## Data listing
- - - -

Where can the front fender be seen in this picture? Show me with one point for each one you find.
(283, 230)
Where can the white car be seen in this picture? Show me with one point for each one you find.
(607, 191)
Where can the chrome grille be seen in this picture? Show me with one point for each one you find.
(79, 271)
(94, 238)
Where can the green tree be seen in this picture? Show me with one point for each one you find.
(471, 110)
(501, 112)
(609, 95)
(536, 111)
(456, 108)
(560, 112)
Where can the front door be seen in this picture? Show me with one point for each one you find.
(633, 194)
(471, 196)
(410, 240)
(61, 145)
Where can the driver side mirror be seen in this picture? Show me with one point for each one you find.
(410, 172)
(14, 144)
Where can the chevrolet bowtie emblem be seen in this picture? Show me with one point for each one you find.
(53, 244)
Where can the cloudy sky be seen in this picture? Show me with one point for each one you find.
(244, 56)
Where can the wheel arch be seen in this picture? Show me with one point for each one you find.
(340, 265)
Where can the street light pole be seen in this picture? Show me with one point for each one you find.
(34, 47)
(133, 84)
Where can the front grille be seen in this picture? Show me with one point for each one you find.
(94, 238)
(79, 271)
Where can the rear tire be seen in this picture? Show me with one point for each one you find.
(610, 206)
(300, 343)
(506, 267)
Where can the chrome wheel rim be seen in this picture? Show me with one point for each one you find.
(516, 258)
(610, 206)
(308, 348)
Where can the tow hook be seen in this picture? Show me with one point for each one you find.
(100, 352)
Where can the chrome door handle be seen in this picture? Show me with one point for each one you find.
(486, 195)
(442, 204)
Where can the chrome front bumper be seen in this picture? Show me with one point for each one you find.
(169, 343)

- - - -

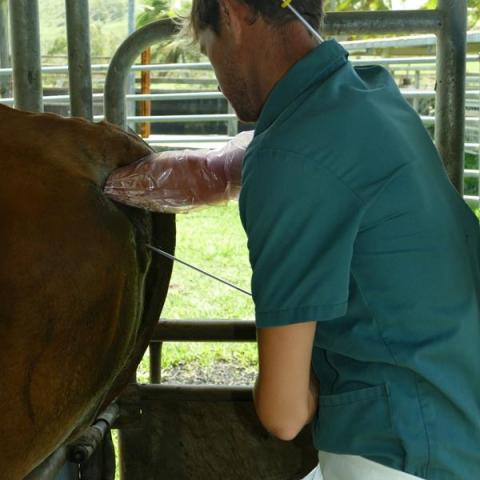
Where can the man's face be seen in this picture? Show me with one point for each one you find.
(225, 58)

- - - -

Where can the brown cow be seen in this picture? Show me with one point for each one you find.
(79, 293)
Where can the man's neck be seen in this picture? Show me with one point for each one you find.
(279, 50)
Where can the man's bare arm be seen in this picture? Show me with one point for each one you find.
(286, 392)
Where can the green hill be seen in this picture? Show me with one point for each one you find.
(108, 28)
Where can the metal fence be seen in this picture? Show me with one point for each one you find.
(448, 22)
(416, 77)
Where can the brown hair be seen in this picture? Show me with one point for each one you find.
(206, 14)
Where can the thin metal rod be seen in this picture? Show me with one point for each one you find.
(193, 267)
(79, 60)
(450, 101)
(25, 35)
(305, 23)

- - - -

## Requirements
Find every line in the listing that contains the string "green", matching case exactly, and copy each of those lines.

## Exercise response
Where can the green tree be seen in this picture? Show me with one point for each one you find.
Where can the green hill be seen in this picture? Show me with one point for each one you find.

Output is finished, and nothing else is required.